* **Aim**
Copy out only the material from the line containing "Tag the woman" through the end of the material, request line included, and scale each coordinate in the answers by 1.25, rounding to whole numbers with halves rounded up.

- - -

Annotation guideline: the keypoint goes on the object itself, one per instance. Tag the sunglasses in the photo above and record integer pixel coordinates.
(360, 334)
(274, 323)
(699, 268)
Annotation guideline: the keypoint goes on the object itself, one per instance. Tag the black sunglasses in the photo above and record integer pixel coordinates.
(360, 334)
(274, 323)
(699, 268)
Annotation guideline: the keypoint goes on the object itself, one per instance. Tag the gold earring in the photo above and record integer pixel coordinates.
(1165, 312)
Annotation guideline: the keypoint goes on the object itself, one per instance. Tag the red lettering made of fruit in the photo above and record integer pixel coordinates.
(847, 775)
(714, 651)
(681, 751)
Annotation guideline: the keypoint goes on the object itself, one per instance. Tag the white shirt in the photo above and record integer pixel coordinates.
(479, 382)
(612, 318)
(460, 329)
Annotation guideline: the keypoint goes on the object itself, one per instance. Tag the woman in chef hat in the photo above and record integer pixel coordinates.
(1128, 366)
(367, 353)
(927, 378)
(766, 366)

- - -

* **The response**
Annotation guideline: the keypoint goes on the object itself, one per instance. Tag the woman in chef hat in the photo above and record integer pixel coordinates.
(1410, 458)
(459, 441)
(1159, 473)
(958, 458)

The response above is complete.